→ **WHAT NEEDS TO BE DONE**: Without the pictures, give the records again exactly as they appear.

Image-grounded pointing data
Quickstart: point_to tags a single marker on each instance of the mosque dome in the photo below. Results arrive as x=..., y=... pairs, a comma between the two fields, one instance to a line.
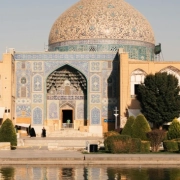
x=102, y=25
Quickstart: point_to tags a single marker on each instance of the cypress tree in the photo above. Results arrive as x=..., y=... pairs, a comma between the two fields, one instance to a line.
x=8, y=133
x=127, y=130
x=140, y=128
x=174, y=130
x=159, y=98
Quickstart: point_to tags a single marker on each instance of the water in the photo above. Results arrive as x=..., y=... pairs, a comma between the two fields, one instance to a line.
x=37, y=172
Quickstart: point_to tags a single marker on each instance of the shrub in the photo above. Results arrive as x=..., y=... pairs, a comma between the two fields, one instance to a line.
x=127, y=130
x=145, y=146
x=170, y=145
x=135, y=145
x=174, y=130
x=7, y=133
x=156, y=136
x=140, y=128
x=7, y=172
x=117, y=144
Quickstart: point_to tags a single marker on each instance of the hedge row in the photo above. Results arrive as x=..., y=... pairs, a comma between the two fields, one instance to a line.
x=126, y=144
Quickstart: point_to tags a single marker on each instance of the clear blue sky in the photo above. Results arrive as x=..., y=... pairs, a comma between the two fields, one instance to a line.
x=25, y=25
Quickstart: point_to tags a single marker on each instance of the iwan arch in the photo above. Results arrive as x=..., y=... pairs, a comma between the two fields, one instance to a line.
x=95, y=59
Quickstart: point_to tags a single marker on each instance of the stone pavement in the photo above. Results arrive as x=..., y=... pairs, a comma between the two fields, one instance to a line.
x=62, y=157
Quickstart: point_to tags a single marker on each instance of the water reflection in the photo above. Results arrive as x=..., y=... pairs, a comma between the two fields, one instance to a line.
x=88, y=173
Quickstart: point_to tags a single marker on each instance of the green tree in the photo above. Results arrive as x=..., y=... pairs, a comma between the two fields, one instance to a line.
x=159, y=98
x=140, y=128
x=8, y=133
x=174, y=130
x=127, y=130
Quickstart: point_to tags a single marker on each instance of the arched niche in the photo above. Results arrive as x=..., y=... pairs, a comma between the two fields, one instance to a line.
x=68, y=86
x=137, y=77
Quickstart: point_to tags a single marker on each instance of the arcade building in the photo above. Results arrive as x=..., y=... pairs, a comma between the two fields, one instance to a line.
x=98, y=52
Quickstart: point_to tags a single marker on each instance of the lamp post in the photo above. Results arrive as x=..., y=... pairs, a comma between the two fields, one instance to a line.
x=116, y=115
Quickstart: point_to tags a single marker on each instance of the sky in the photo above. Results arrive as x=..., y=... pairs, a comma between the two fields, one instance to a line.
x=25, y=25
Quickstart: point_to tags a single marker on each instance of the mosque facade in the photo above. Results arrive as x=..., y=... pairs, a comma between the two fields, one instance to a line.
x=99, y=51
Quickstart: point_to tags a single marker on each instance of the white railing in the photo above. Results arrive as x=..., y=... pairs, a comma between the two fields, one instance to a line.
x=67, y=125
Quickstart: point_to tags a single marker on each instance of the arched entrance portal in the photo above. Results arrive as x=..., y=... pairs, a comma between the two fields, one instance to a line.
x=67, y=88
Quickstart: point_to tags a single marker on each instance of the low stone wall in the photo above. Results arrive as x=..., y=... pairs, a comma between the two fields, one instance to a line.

→ **FINAL ANSWER**:
Quickstart: point_to tags a single marker on each instance of the mosque dome in the photo below. Results arrive as x=..., y=... pairs, a comma between the two fields, one instance to a line.
x=102, y=25
Quickstart: point_to tags a single marker on each instance of the cypress tree in the photo above. Results arrive as x=..., y=... pairs, a comma between the two fields, one instance to a line.
x=8, y=133
x=127, y=130
x=140, y=128
x=174, y=130
x=159, y=98
Quickstart: point_to tags a single marker on each instance of the water in the photo above. Results arrive as x=..., y=... pairs, a comma between the two fields, one instance to a line.
x=37, y=172
Quickstart: point_to tags a single marker on each instance of the shrub in the photo above. Results arrive as x=..., y=... pairs, a comma between the two fields, one instance to a line.
x=127, y=130
x=145, y=146
x=170, y=145
x=135, y=145
x=174, y=130
x=7, y=133
x=156, y=136
x=140, y=128
x=7, y=172
x=117, y=144
Quickstart: point_to tags a single marker on each instance of the hedge row in the photo above. Results arrive as x=..., y=... pairs, a comma between the two fields, one instance to a line.
x=126, y=144
Quickstart: point_to tags a single marker on each instance of the clear blue sky in the photo above. Results arrive as x=..., y=... pairs, a comma between the two fields, one instance to a line.
x=25, y=25
Quickstart: point_to tags a single marker on each instance of the iwan arch in the photo above. Results arrive as x=..., y=... pairs, a comma between the two fields, one instance to a line.
x=95, y=59
Quickstart: point_to tags a single marker on each instance of the stone pavement in the photo above. Results arrive as x=..., y=... pairs, a comma between the two fields, one instance to a line.
x=62, y=157
Quickstart: point_to tags a single marker on each instance of the water reflection in the photo above. Results arrive as x=..., y=... pairs, a comma between the two fields, one instance to a line.
x=88, y=173
Quickstart: point_to tags a single marker on each instance of the green tree in the photo above. Results arrive as x=..., y=... pairs, a comma between the two fields, one instance to a line.
x=159, y=98
x=140, y=128
x=8, y=133
x=174, y=130
x=127, y=130
Quickstart: point_to tags a single marker on each instance of the arched niche in the photo above. Results arrive as x=..., y=... pairs, a comma between the two fields, one instance to a line.
x=68, y=86
x=137, y=77
Quickstart: point_to tags a single marker on each instance of the arcade building in the photo above. Results arrive as x=..., y=... pairs, a comma between the two fields, one instance to a line.
x=98, y=52
Quickstart: point_to tags a single marker on each instance of the lamp post in the photo above. Results arrive as x=..., y=... pairs, a comma between the two fields, one instance to a line.
x=116, y=115
Quickstart: point_to tags a single marker on each instance of the sky in the photo above. Results arrive as x=..., y=... pairs, a comma between the two fields, one instance to a line.
x=25, y=25
Quickstart: point_to tags a single marker on each instance of the mosque facade in the photo above. Results arrive as x=..., y=... pairs, a comma between the two fields, one instance to a line.
x=99, y=51
Quickstart: point_to tags a single marker on each instance of the white railing in the photo above. Results arrive as x=..., y=... pairs, a comma between the two fields, one instance to a line.
x=67, y=125
Quickstart: point_to tags a single marker on each instance of the arched entrance portal in the photo above. Results arrive as x=..., y=... pairs, a comma between the two fields, one instance to a line.
x=67, y=88
Quickstart: point_to tags a single marker on each instance of the low stone wall in the photo above. Results arrive as x=..., y=... pairs, a comma between the two fields, one instance to a line.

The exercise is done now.